— begin EXCERPT —

Wyoming long has had an independent streak in its right-leaning politics, but a position on federal lands staked out by a Republican gubernatorial candidate still might cause some in the state to catch their breath: Taylor Haynes would open Yellowstone National Park to mining and grazing.

Mr. Haynes, whose diverse background includes degrees in urology and mechanical engineering and time spent ranching, said if elected one of his first tasks would be to send letters to the federal land-management agencies telling them to turn their lands over to the state and get their operations out of Wyoming.

“Then, in whichever county they attempt to have any official activity, they will be arrested for impersonating a law enforcement officer in Wyoming,” he told the Casper Star-Tribune last week.

The 68-year-old Republican bases his plan on the grounds that the U.S. Constitution allows the federal government to own just 10 miles of land, in Washington, D.C., for offices and operations, and that the state could do a much better job of managing the federal lands.

How successful would Mr. Haynes' proposal be in terms of the state's tourism industry? Yellowstone and Grand Teton national parks likely would fare well for their iconic status. But other park units in the state? Do you remember Shoshone Cavern National Monument? The site outside Cody, Wyoming, was designated in 1909 by presidential proclamation, and given to Cody in 1954. Have you heard of it?

Before Mr. Haynes can put his plan to work, he has to win the GOP gubernatorial nomination next month (current Gov. Matt Mead, a Republican, is seeking re-election), and then the general election in November.



These sort of Yosemite Sam politicians are a dime a dozen in places like Wyoming, Idaho and Utah, and they can dream of privitizing places like Yellowstone and putting it into the hands of their ranching constituents all they want, but in the end, it's just empty rhetoric.  Yellowstone is too globally significant for the wanton desires of a handful of blowhards.

Welcome to the wild insanity of the Sagebrushers.

Wyoming, like Utah, Idaho, Nevada and a host of other states (most of them bright red on the maps) are very heavily subsidized by Eastern taxpayers.  (To say nothing of donations to local economies by travelers.)

C'mon Eastern taxpayers.  Wise up and take back your tax dollars that support the silliness of politicians like this one.  What a rude shock it would be to the citizens of those states who actually vote for clowns if they suddenly had to support all their infrastructure and government operations without those Eastern dollars.

— end EXCERPT —
— begin DATA SUPPLIED —

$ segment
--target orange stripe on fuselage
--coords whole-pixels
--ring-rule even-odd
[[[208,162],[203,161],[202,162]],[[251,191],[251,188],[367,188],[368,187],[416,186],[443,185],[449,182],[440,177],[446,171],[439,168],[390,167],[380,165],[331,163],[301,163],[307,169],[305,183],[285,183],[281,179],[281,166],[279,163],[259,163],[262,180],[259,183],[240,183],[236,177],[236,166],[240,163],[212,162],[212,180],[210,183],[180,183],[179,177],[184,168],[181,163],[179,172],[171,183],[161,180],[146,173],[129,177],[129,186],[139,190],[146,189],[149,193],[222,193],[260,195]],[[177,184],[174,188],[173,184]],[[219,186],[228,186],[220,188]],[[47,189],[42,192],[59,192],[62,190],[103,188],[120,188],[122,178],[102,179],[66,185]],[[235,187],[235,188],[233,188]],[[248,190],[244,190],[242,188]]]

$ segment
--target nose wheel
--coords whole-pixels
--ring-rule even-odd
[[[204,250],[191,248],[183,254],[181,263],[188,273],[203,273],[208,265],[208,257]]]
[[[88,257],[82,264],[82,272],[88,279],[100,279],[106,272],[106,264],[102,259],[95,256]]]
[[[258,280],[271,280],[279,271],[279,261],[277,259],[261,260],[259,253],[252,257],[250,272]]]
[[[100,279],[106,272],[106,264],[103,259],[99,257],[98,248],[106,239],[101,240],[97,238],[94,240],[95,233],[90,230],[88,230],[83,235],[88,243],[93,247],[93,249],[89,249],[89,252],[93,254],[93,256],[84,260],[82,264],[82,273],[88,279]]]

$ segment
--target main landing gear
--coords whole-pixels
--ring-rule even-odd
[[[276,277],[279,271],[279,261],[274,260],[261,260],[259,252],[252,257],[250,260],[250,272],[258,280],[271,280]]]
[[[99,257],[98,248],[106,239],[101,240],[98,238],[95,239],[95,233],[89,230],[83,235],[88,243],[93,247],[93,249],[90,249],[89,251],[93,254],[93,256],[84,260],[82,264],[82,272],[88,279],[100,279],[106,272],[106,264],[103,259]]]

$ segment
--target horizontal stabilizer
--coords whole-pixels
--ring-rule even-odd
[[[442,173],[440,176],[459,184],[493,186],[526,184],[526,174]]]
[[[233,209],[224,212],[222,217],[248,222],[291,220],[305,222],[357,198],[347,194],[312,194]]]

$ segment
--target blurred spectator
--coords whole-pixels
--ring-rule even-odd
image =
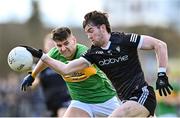
[[[50,34],[48,34],[44,39],[44,52],[48,52],[52,47],[54,47],[54,42],[50,39]],[[71,98],[62,77],[54,70],[46,68],[39,74],[39,78],[35,79],[33,87],[39,83],[42,85],[46,106],[51,112],[50,116],[63,116]]]

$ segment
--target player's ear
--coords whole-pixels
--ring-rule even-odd
[[[76,41],[76,37],[75,36],[72,36],[72,41],[73,41],[74,44],[76,44],[77,41]]]
[[[104,33],[106,32],[106,26],[104,24],[100,25],[100,30]]]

— end DATA SUPPLIED —

* **WRITTEN TASKS**:
A. From the Yellowstone mining and grazing piece, echo the passage from "Before Mr. Haynes" up to and including "economies by travelers.)".
B. Name every U.S. state mentioned in the text about Taylor Haynes and Yellowstone.
C. Go on with the piece on Taylor Haynes's federal lands plan, starting after its final sentence.

* **OUTPUTS BY TASK**:
A.
Before Mr. Haynes can put his plan to work, he has to win the GOP gubernatorial nomination next month (current Gov. Matt Mead, a Republican, is seeking re-election), and then the general election in November.



These sort of Yosemite Sam politicians are a dime a dozen in places like Wyoming, Idaho and Utah, and they can dream of privitizing places like Yellowstone and putting it into the hands of their ranching constituents all they want, but in the end, it's just empty rhetoric.  Yellowstone is too globally significant for the wanton desires of a handful of blowhards.

Welcome to the wild insanity of the Sagebrushers.

Wyoming, like Utah, Idaho, Nevada and a host of other states (most of them bright red on the maps) are very heavily subsidized by Eastern taxpayers.  (To say nothing of donations to local economies by travelers.)

B. Wyoming, Idaho, Utah, Nevada

C.
Well, to be fair, most of California, and large metro regions like Denver, Seattle, and Portland do put money into the federal coffers, so they are helping support public lands. Although, I believe places like Yellowstone and the Tetons are pretty much solvent and don't need too much additional federal funds to run, especially when they require ...ahem FEES to enter.  They are self-sustaining.  You never see this sort of rhetoric being yelled in the Washington Cascades or at the national parks in California.  Wyoming ranks 47th in GDP, even with all the mininig and ranching that goes on there, so obviously that's not the true golden ticket to economic prosperity, unless you're one of a handful of feudalists, which of course this guy sounds like he is one..


Do you have a source for where Haynes said he wants to open up Yellowstone to grazing and mining or is that your inference from his stated desire to turn federal lands over to the state?  (BTW - I disagree with his Constitutional argument)

Read the Casper Star-Tribune story that's linked to.

And of course that story says no such thing.   The closest you get is:

“It depends on the need and the national defense situation,” he said. “Those (parks) would be last on the list.”

That is a far cry from  "would open Yellowstone National Park to Grazing and Mining" which implies that is his primary intention. 

Its interesting that the assumption of Federal Lands isn't even an issue on his website's list of issues. 


The article clearly states all federal lands "would be up for lease for mining, drilling and grazing," so that would indicate Yellowstone would be included. Whether he would do it today or 10 years from now, Haynes did not say park lands would be off-limits.

Whether they're first on the list, or last, they would be open to mining.

And judging from the furor over fracking in the name of national defense and could be a short list.